Polter-Cow: And in the same episode that Duncan and Logan start to patch things up, we have Keith and Lamb...totally not patching things up.
misskiwi: DING DING DING! In this corner, The Exterminator! In the other corner, The...Guy Who Doesn't Have To Make Up Macho Names For Himself. Let the election bitchslapping begin! Or rather, let it continue, please, because Michael and Enrico completely rock every scene they're in. I hope we see this continuing game of Sheriff vs. Sheriff continue right up until the bittersweet end, whatever that may be. And kudos on Keith for trying to do the right thing and get Lamb to investigate this new evidence instead of using it as a political weapon. Silly, naïve Keith, but good on you nonetheless.
Polter-Cow: I am really loving the new sides we're seeing of Lamb this season. He's not just the bumbling sheriff anymore; he's clearly a force to be reckoned with. This is the first time we've seen him do something patently illegal, but I wasn't surprised. I've always felt he was corrupt — the label just seemed to fit him — even though we hadn't seen any hard evidence until now. I've really begun to wonder how he got that way, though, and what his real beef with Keith is. It couldn't possibly stem completely from the Lilly Kane murder case, could it? I feel like he must almost envy Keith's morals, as if he just knows Keith's the better man and he can never measure up.
====
In the discussion above, what does Keith try to get Lamb to do with the new evidence?

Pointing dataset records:
====
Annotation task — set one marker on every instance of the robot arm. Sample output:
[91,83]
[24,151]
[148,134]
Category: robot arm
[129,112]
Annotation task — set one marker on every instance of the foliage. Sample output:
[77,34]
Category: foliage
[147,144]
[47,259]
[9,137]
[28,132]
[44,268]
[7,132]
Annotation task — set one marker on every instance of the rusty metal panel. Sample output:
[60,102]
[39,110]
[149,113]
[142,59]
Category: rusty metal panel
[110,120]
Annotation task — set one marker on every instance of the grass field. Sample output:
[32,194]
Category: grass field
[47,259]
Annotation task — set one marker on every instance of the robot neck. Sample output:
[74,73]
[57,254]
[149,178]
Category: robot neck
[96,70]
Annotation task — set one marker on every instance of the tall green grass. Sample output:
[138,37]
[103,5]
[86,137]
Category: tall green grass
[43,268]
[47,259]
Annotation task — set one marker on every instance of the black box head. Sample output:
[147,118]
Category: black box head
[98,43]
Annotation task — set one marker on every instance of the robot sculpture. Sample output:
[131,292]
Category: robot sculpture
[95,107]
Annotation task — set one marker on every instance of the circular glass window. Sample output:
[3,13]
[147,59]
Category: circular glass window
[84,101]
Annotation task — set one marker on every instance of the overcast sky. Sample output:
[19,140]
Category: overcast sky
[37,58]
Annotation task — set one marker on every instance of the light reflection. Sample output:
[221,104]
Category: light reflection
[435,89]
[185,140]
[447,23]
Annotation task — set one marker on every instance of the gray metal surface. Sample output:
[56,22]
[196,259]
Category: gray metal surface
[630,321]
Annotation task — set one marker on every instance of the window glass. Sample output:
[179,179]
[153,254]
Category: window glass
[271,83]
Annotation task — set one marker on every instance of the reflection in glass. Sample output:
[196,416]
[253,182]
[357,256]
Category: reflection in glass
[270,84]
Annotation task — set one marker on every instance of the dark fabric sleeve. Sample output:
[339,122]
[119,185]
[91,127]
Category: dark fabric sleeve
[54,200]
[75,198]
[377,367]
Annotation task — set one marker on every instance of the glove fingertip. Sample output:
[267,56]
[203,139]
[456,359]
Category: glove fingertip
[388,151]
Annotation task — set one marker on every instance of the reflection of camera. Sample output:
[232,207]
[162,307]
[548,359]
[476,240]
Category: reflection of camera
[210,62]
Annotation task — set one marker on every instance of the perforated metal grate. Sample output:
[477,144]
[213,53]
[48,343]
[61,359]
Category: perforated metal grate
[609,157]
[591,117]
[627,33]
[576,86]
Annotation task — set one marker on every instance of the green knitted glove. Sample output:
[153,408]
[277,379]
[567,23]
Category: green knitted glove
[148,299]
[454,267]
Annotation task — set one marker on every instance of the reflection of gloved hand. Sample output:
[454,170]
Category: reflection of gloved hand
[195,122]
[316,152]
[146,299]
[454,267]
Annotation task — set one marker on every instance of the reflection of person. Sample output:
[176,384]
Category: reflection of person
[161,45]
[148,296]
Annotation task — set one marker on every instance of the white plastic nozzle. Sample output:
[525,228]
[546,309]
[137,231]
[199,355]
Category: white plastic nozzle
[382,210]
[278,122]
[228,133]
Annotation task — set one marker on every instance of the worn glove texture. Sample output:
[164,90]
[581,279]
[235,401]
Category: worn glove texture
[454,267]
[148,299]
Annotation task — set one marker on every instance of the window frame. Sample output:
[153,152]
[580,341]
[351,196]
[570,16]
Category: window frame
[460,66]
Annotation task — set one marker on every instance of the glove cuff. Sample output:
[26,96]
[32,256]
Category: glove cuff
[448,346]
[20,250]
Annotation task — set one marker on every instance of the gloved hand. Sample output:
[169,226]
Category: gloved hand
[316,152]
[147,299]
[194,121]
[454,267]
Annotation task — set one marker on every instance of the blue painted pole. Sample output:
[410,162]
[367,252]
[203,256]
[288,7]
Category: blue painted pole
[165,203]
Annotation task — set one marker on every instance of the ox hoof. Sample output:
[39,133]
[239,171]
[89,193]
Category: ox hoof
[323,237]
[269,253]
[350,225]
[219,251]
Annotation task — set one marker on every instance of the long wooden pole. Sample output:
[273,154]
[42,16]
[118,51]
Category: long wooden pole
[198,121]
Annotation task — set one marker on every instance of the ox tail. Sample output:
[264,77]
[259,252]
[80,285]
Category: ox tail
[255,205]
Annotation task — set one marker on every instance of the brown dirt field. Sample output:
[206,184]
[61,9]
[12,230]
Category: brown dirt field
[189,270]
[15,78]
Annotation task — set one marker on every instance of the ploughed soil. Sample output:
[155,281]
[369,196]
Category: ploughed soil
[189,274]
====
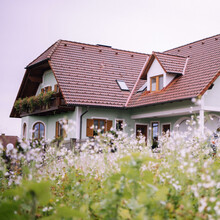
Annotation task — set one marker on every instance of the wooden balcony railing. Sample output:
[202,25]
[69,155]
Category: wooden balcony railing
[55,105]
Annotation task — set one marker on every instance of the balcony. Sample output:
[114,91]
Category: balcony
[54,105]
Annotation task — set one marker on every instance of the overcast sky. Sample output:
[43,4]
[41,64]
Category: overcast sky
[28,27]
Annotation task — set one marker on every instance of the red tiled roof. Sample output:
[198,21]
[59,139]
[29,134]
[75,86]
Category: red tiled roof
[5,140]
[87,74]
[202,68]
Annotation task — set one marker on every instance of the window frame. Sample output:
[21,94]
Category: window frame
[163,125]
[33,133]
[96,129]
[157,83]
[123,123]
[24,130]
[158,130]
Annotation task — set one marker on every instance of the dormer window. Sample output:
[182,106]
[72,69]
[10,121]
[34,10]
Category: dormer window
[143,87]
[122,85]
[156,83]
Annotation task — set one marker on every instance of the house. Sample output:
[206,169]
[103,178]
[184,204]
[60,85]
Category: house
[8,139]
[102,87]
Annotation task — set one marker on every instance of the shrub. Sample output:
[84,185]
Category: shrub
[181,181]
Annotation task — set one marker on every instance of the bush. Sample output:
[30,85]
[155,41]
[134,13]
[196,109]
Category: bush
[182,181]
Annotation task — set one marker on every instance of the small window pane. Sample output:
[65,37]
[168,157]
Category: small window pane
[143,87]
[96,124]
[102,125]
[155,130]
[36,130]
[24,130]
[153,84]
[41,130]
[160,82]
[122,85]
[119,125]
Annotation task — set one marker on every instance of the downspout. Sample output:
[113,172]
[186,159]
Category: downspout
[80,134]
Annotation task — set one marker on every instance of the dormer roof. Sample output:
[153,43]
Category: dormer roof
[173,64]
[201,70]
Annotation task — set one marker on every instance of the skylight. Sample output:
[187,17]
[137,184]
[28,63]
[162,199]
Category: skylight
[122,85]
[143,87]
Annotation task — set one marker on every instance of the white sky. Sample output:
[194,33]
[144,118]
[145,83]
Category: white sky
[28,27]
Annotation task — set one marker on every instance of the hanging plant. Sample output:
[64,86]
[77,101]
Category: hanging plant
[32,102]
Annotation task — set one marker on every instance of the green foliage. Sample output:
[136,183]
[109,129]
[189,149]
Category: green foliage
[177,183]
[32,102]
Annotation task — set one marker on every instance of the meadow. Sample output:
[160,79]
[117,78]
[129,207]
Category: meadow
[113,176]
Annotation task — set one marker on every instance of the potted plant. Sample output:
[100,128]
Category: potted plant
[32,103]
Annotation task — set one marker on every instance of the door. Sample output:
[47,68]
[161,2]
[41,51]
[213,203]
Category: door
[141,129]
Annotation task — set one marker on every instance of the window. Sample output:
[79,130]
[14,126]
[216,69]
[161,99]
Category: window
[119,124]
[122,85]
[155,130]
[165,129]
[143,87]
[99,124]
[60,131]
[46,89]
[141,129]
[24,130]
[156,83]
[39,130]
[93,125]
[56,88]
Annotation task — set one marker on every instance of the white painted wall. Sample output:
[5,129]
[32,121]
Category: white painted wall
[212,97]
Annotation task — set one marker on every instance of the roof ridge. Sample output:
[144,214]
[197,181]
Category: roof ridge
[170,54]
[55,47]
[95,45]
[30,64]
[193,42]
====
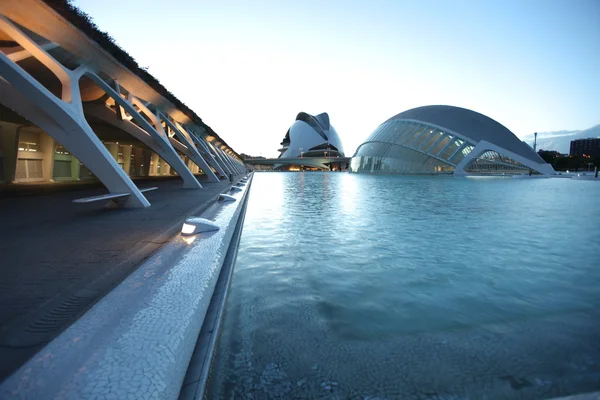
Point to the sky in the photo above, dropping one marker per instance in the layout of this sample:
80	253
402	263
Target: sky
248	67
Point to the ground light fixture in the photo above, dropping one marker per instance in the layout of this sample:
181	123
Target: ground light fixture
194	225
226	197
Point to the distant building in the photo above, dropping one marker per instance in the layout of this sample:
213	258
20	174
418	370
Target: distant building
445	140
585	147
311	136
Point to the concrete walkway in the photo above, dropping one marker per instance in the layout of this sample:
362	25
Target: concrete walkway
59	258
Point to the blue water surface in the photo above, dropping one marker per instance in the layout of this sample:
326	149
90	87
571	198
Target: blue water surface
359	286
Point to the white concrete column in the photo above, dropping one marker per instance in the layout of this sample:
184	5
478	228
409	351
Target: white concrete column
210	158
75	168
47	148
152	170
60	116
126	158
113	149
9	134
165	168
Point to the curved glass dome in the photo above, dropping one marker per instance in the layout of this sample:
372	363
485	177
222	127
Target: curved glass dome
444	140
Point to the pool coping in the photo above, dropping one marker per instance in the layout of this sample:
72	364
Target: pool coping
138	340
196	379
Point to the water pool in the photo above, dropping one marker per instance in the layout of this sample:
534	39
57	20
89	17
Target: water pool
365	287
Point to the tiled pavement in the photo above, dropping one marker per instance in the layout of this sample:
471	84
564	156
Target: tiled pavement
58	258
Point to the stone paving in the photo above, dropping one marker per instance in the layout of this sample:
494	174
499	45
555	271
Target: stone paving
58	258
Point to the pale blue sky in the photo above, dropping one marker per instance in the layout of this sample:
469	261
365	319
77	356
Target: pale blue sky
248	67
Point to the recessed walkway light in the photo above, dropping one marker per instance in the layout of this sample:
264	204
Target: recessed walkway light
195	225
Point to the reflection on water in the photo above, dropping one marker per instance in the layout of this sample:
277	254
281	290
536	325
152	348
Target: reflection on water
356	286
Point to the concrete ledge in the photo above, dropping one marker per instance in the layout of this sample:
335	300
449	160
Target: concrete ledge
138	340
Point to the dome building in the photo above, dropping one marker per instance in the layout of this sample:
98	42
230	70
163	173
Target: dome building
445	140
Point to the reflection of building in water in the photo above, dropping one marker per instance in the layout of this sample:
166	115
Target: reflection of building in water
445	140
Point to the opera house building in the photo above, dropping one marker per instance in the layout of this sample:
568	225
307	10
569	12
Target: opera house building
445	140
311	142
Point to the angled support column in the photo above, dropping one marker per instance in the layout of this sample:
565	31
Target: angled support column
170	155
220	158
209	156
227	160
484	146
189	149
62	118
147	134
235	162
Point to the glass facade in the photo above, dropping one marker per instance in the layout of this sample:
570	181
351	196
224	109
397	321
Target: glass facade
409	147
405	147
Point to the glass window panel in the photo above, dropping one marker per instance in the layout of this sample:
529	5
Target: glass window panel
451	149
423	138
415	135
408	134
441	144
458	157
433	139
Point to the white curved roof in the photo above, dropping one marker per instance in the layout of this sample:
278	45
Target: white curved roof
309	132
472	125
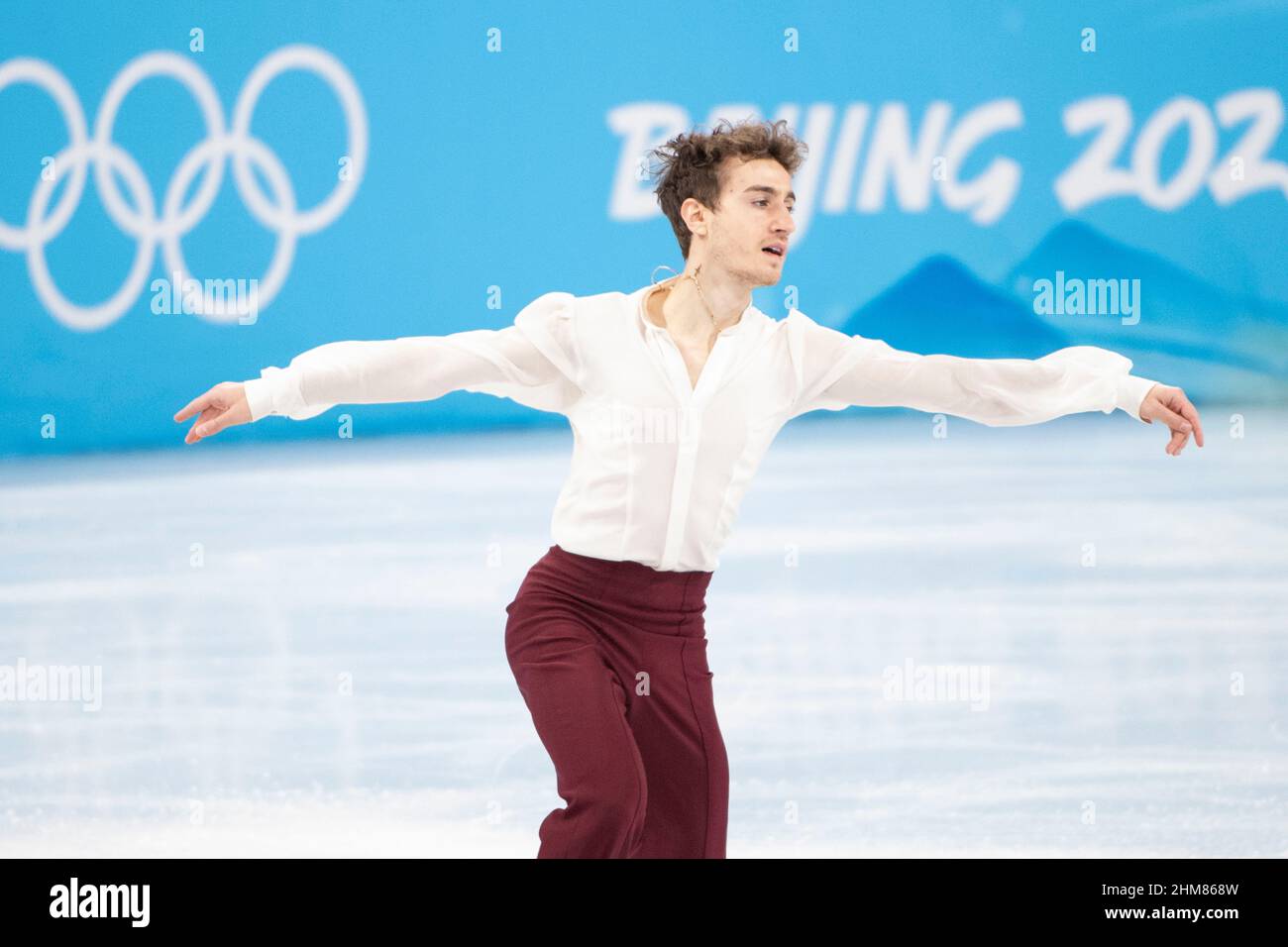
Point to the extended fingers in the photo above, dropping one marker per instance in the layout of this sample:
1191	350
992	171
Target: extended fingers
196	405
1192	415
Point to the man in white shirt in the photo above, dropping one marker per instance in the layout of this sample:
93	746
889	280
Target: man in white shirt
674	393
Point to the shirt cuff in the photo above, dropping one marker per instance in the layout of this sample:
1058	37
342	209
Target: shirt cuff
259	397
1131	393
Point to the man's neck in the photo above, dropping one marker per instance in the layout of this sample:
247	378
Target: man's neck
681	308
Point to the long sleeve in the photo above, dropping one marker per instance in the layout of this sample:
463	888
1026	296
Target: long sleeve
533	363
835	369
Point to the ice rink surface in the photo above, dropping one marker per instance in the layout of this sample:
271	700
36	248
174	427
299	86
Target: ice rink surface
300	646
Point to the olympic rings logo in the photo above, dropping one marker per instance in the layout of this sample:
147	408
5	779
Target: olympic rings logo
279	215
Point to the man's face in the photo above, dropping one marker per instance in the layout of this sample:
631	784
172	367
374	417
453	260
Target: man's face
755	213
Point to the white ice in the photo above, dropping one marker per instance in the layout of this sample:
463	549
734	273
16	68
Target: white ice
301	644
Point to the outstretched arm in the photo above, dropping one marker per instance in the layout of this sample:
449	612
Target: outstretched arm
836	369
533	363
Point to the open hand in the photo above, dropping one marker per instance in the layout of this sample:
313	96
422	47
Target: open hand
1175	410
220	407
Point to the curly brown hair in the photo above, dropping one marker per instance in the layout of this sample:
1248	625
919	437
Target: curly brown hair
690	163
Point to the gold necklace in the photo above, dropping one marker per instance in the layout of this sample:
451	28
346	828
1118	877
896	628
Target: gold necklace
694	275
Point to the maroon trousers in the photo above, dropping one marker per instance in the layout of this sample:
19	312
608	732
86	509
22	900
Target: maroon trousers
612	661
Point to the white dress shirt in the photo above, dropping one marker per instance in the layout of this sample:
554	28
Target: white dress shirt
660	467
====
# Answer to this problem:
Investigate it instead of using it as a political weapon.